### Data for the task

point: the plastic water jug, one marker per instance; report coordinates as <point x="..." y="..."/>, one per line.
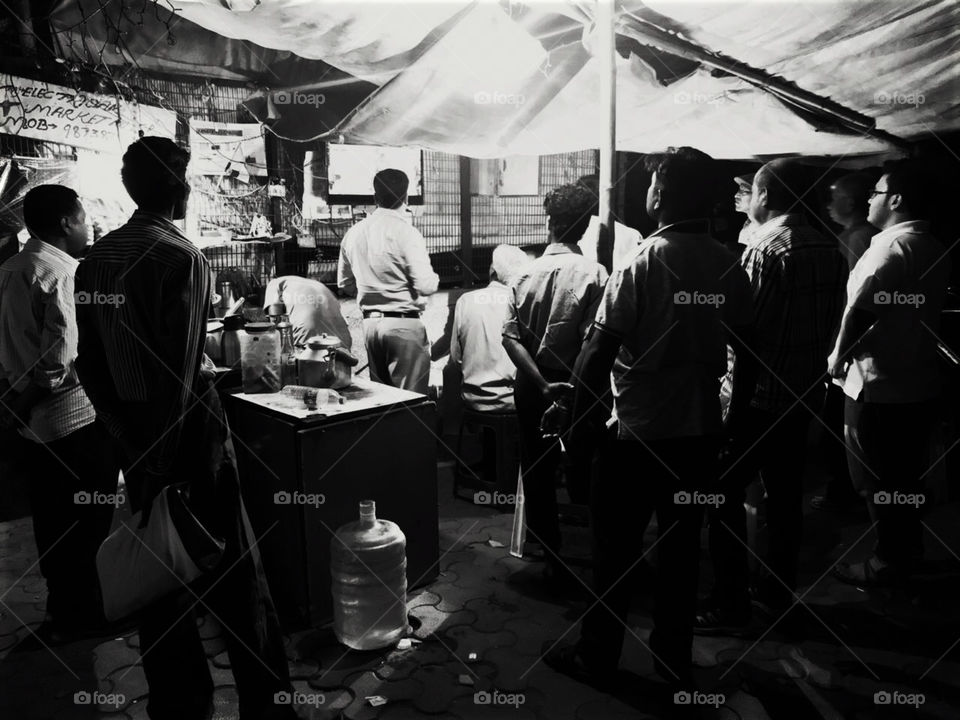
<point x="368" y="563"/>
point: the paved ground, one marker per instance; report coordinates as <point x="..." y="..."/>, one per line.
<point x="482" y="626"/>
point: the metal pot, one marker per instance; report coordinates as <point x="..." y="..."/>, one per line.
<point x="325" y="363"/>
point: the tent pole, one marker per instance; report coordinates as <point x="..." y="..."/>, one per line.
<point x="606" y="54"/>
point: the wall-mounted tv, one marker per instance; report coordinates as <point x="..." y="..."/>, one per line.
<point x="350" y="171"/>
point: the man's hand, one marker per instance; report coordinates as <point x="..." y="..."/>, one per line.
<point x="555" y="421"/>
<point x="557" y="391"/>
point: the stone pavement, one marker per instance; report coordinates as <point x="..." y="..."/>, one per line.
<point x="481" y="626"/>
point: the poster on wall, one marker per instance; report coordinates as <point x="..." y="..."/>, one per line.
<point x="58" y="114"/>
<point x="236" y="149"/>
<point x="351" y="169"/>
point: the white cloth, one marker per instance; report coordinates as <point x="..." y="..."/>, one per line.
<point x="38" y="338"/>
<point x="476" y="345"/>
<point x="669" y="307"/>
<point x="902" y="280"/>
<point x="313" y="308"/>
<point x="384" y="262"/>
<point x="625" y="241"/>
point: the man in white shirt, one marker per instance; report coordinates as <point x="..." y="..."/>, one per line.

### Task goal
Write out, exactly as they appear, the lines from the one containing "point: the tent" through the last line of the records above, both included, and nothing more.

### Solution for this problem
point: the tent pole, one marker per instance; report coordinates as <point x="..." y="..."/>, one per line.
<point x="606" y="54"/>
point: the wall-mounted tv, one marker per instance; report coordinates as <point x="..." y="..."/>, one per line.
<point x="350" y="171"/>
point: the man's hand, one marker per instance; report coordinates as <point x="..." y="..."/>, one per line.
<point x="555" y="421"/>
<point x="557" y="391"/>
point: the stone pavement, one marker per instance; report coordinates as <point x="..." y="..."/>, one per line.
<point x="481" y="626"/>
point: the poster on wall, one marker per instance; report coordinates as <point x="..." y="..."/>, one per line.
<point x="58" y="114"/>
<point x="236" y="149"/>
<point x="351" y="169"/>
point: the white cloth, one marker per instance; report coordinates as <point x="..." y="..."/>, one per line.
<point x="38" y="338"/>
<point x="476" y="345"/>
<point x="669" y="307"/>
<point x="902" y="280"/>
<point x="313" y="308"/>
<point x="384" y="262"/>
<point x="625" y="241"/>
point: the man in white shirt, one marker per instance; report coordinates as <point x="..." y="..."/>, one per line.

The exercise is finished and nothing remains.